TEXT BLOCK>
╔══

Writer-actor-director Chris Rock’s Top Five is the hot film of the season, with his face appearing on countless magazine covers nationwide. Despite holding the triple-threat title he assumes steering the ship of his new film, Rock sees himself as something more. “I’m not the director. I’m a protector,” he said during a recent New York press event. “I write a script and it’s my job and Scott [Rudin]’s job to protect this idea that I came up with.”

What makes Rock’s idea unique is the way he went about writing and directing Top Five. Coming across like the standup routine of a rusty comedian, the uphill slow start of the film steadily warms and increases in funny as the storyline ascends to the end. This all reflects Rock’s script—focused on his starring role as Andre Allen (no, not Woody Allen, Andre Allen), an A-list comedian turned actor hoping to change his image as a funnyman and brand himself as a dramatic actor. Years removed from the standup world, Andre’s life outlook changes over 24 hours as he promotes his new “serious” movie while simultaneously preparing to marry a popular reality TV star (Gabrielle Union). An interview turned therapy session with a critical journalist (Rosario Dawson) helps Andre face the truth and exorcise fears holding him back.

“While we were filming, we’d be doing something really, really serious and he’d say, ‘Okay, we need a joke right about here,’ says Dawson. “And it wouldn’t be at the beginning or end of the scenes. He was like, ‘Right here we need something to lighten it up.’ That’s why I kept calling him a conductor. Like music.”

╚══

TASK TO CARRY OUT> Name every performer the Top Five article says appears in the film, and give the role it assigns to each. The listing that comes next is separate material, unrelated to the Top Five article.

STUDY MATERIAL>
╔══

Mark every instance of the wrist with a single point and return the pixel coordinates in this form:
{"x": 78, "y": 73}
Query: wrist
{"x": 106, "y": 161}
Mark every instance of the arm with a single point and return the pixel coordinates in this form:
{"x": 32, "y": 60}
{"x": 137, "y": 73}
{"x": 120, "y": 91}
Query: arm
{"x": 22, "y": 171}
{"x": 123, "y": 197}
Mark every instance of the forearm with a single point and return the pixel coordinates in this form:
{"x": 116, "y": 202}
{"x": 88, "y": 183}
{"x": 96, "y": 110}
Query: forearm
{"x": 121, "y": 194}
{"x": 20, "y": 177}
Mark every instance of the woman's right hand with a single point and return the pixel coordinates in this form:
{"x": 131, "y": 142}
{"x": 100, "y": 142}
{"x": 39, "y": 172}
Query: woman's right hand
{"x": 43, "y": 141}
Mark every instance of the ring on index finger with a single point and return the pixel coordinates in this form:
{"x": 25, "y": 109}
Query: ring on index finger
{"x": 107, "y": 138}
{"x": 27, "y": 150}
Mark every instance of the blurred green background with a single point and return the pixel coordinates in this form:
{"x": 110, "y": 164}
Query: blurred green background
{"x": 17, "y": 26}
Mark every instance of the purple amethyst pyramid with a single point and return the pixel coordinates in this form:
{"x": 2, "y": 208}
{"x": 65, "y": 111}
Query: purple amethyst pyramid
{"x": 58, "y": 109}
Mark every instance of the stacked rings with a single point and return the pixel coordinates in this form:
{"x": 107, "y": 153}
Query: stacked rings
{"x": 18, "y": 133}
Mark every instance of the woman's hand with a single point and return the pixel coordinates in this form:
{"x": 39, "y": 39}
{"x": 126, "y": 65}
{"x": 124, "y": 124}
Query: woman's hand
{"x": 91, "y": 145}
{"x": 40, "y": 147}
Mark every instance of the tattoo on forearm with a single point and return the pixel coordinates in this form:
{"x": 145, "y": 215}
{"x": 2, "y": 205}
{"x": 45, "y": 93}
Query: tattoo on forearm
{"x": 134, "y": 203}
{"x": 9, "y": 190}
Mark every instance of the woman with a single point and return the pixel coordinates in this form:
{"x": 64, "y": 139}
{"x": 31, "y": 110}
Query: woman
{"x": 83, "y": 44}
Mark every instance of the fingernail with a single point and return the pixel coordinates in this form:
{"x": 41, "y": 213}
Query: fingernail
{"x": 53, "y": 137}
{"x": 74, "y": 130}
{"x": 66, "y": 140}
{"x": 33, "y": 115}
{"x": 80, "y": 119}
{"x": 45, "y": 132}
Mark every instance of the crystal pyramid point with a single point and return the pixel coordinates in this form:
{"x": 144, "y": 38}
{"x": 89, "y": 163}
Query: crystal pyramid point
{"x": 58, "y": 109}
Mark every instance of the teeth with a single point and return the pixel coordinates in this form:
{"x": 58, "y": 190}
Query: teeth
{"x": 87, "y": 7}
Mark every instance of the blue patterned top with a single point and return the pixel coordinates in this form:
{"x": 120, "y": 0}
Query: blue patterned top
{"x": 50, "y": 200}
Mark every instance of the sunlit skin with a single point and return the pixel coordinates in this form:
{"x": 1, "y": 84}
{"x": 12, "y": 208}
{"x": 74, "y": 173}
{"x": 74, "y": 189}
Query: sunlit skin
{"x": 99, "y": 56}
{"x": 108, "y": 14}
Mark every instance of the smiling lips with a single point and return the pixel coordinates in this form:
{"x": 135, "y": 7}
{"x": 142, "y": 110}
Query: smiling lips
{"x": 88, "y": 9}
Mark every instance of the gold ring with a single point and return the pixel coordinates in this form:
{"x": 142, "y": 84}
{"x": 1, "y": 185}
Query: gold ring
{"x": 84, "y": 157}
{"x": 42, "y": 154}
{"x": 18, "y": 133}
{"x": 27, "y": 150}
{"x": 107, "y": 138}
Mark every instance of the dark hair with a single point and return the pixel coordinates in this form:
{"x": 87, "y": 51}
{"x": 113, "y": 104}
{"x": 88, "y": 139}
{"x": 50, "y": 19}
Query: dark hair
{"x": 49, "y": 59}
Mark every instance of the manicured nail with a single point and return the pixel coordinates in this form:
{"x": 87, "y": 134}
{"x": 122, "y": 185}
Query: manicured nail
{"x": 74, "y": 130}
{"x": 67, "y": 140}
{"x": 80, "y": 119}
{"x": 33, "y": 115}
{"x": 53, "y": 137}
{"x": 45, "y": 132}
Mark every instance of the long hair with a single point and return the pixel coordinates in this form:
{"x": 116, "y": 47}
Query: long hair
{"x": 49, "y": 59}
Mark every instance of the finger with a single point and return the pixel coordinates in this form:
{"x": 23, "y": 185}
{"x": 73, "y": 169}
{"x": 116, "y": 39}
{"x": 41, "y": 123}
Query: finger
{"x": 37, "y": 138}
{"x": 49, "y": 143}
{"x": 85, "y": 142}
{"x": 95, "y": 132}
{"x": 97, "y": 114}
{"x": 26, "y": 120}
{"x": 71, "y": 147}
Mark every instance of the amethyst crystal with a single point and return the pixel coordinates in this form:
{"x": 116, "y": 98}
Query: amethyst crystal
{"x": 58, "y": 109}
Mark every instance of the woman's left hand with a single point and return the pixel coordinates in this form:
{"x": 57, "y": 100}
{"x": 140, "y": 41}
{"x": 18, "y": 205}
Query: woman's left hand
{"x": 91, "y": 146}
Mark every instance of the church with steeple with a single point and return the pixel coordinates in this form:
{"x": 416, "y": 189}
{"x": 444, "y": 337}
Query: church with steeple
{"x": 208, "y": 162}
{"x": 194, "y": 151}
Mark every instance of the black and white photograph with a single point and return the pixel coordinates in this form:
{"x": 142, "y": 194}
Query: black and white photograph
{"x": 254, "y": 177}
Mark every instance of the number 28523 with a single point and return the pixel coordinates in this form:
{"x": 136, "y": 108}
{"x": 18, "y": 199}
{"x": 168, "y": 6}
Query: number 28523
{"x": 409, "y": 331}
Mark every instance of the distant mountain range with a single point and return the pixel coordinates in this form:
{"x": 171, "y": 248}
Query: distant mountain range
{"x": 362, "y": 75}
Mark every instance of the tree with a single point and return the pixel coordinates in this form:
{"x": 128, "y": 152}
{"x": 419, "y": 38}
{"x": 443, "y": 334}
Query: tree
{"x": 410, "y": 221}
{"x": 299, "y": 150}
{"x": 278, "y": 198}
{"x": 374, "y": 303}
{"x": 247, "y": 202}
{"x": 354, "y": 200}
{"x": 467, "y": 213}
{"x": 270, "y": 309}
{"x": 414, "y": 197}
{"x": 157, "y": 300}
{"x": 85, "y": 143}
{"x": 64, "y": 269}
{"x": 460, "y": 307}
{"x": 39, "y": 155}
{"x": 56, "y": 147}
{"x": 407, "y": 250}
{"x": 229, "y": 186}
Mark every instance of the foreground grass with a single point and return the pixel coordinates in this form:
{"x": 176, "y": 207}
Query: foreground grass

╚══

OUTPUT OF THE EXERCISE> Chris Rock plays Andre Allen, an A-list comedian turned actor. Gabrielle Union plays a popular reality TV star whom Andre is preparing to marry. Rosario Dawson plays a critical journalist.